- [DOCUMENT SEGMENT]
>> BEGIN

Wesley College is a secondary school in Paerata, at the northern edge of Pukekohe, Auckland Region, New Zealand. The school provides education from year 9 to 13.

The school was founded by members of the Methodist Church in 1844, making it one of the country's oldest schools. Initially located in Grafton and then the Three Kings area of Auckland, it closed in 1868 before reopening in 1876 in Three Kings again. From the beginning there was an emphasis on educating Maori boys, and also played a prominent role in educating students from countries of the South Pacific. In 1924 the school was moved to its current location of Paerata, near Pukekohe. In 1985 it was one of the first boys schools in New Zealand to admit girls at the senior level.

>> END

- [DATA SUPPLIED]
>> BEGIN

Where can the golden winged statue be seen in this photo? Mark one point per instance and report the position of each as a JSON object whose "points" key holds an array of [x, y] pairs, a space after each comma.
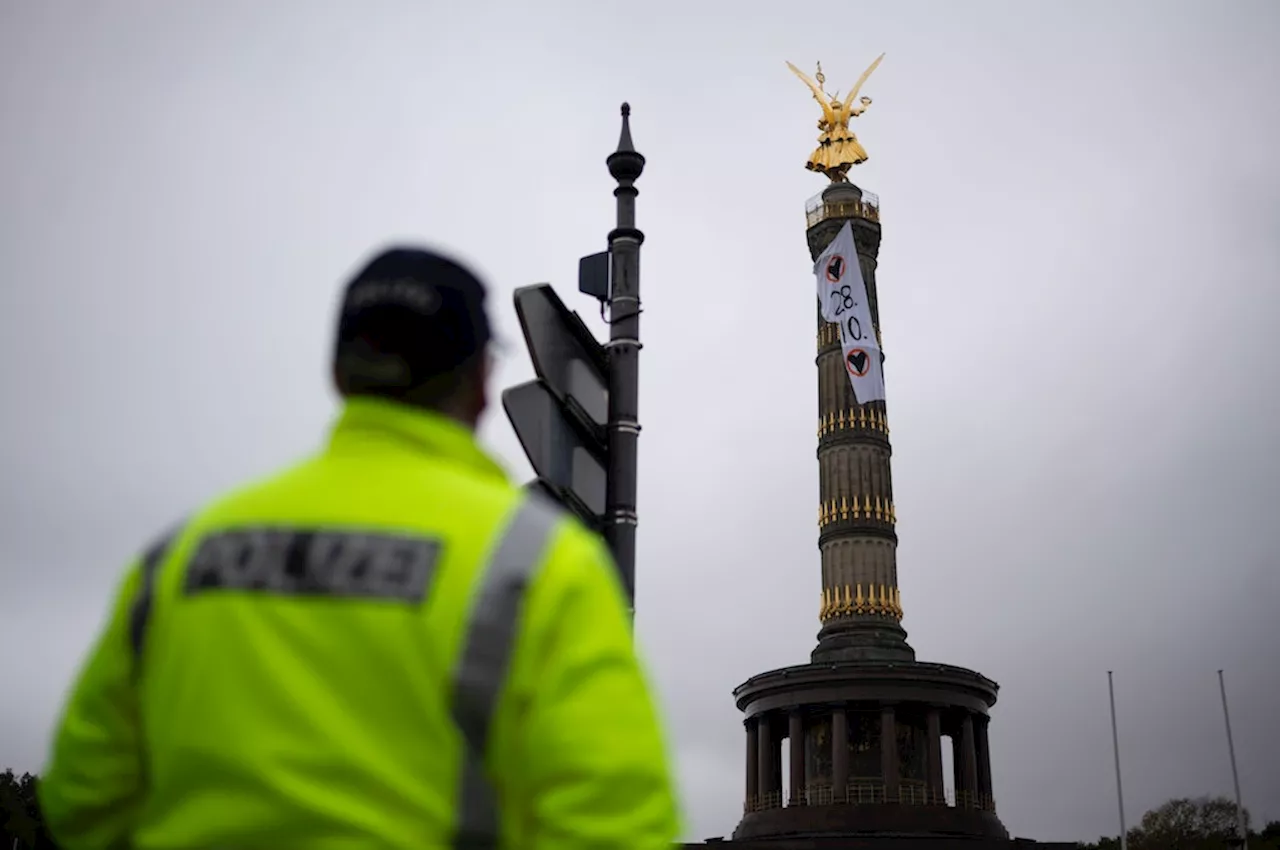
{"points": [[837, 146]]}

>> END
>> BEGIN

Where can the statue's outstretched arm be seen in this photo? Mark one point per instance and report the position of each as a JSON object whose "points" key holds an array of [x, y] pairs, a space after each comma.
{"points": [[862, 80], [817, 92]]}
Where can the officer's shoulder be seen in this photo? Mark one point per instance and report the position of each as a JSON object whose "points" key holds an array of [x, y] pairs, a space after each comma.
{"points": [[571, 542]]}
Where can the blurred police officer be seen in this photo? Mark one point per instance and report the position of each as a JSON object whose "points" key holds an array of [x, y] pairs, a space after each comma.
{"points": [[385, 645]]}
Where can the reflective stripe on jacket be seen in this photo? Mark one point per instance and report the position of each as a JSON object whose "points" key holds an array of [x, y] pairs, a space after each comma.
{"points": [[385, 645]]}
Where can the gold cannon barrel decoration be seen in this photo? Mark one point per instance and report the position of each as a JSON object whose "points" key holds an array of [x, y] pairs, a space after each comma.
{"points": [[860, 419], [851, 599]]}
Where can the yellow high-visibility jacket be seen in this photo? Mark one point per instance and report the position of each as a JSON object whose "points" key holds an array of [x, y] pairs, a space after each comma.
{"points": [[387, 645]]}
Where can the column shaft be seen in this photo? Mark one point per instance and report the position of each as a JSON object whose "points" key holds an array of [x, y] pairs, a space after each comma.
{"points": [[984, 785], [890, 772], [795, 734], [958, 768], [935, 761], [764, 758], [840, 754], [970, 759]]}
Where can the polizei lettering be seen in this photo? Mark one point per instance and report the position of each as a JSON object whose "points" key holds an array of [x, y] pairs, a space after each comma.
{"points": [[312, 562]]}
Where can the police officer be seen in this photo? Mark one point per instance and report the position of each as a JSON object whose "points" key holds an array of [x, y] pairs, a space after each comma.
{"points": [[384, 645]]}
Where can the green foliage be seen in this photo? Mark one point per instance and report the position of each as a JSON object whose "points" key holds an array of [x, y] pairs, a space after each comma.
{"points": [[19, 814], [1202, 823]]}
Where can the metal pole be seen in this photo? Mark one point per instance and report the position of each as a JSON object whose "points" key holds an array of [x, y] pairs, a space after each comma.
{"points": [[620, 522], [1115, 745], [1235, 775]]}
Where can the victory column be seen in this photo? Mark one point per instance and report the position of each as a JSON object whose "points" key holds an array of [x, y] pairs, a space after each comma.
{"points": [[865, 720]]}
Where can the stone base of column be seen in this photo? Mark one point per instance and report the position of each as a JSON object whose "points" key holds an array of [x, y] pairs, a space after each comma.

>> END
>> BEGIN

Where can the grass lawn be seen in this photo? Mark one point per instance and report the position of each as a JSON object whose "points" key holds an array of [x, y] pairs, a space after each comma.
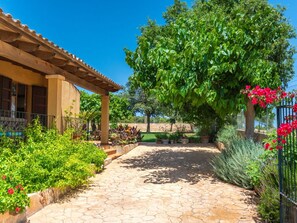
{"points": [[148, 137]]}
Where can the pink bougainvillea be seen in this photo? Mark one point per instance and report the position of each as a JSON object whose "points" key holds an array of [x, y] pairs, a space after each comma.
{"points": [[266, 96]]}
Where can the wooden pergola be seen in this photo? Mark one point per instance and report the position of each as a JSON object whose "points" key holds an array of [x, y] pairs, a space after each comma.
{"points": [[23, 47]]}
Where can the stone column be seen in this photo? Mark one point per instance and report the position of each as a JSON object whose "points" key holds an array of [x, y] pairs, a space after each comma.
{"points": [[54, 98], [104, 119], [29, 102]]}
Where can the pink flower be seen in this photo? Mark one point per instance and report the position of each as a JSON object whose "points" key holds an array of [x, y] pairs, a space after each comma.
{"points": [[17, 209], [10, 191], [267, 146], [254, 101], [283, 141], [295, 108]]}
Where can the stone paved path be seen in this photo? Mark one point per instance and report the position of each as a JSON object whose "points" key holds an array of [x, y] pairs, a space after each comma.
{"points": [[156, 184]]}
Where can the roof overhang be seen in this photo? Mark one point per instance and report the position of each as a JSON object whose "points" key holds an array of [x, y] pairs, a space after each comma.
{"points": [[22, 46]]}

>> END

- [WHAT THIS EXERCISE ASKS]
A. Answer these questions about the passage on Wesley College, using only what it states:
(i) Which year levels does the school teach?
(ii) In what year was the school moved to Paerata?
(iii) What did the school do in 1985 that made it one of the first boys schools in New Zealand to do so?
B. Locate every line in the entries that contains the word "statue", and copy each of those lines.

- [ANSWERS PROVIDED]
A.
(i) Year 9 to year 13.
(ii) 1924.
(iii) It admitted girls at the senior level.

B.
Where can the golden winged statue be seen in this photo? Mark one point per instance and report the position of each as a JSON object whose "points" key holds an array of [x, y] pairs, a space after each comma.
Where can the statue's outstretched arm be seen in this photo? Mark one point per instance and report the position of each as a JSON object whose "points" key holds an array of [x, y] pairs, a space after each comma.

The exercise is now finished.